▶ _PROBLEM TO WORK ON_
For every line below, output the text exactly and leave out images.

▶ _INPUT DATA_
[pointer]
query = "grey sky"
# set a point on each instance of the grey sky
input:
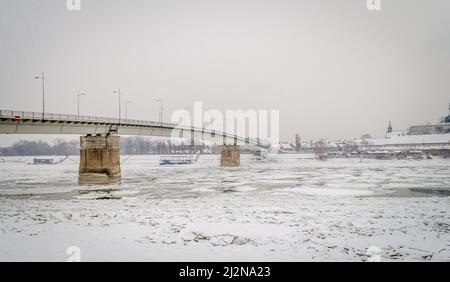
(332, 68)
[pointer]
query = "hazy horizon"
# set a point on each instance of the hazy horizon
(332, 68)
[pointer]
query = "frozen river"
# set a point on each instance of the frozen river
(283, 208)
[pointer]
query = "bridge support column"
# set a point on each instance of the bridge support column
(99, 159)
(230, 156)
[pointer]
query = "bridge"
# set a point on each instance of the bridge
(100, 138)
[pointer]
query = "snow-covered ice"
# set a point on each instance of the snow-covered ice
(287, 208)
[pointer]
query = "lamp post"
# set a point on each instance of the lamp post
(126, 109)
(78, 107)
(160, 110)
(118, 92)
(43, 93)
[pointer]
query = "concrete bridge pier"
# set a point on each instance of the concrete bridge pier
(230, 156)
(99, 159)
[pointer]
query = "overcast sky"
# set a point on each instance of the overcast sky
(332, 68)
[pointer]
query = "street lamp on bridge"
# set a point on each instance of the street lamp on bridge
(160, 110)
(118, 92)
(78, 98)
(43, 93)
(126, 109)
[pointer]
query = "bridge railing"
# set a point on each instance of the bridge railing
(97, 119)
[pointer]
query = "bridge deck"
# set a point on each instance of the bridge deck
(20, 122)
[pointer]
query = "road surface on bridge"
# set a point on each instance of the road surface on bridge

▶ _RESPONSE BELOW_
[pointer]
query = "grey sky"
# set a point on each instance of the grey sky
input:
(332, 68)
[pointer]
query = "hazy horizon"
# set a point on each instance of the hazy horizon
(332, 68)
[pointer]
query = "frozen river"
# set a point on each instance of the frozen river
(283, 208)
[pointer]
query = "bridge support column"
# set a point on each instance of the bridge support column
(99, 159)
(230, 156)
[pointer]
query = "bridge"
# set a point on each instance of the bridge
(100, 138)
[pointer]
query = "snow-covered ice"
# set a point on each instance of the snow-covered ice
(287, 208)
[pointer]
query = "lamp post"
# set a point on each instance of the lamp post
(126, 109)
(78, 107)
(160, 110)
(118, 92)
(43, 93)
[pointer]
query = "concrete bridge pier"
# set a point on each instance of the concrete bridge pier
(230, 156)
(99, 159)
[pointer]
query = "overcast sky"
# set a point on each instance of the overcast sky
(332, 68)
[pointer]
query = "street lamp on bridge"
# set a point on each instance of the street lamp on bridge
(160, 110)
(118, 92)
(78, 98)
(43, 93)
(126, 109)
[pointer]
query = "bridge railing"
# set a point on each instance of the bridge railing
(97, 119)
[pointer]
query = "bridge deck"
# set a point on each instance of the bridge deck
(20, 122)
[pointer]
query = "road surface on bridge"
# set a point on each instance of the road surface on bridge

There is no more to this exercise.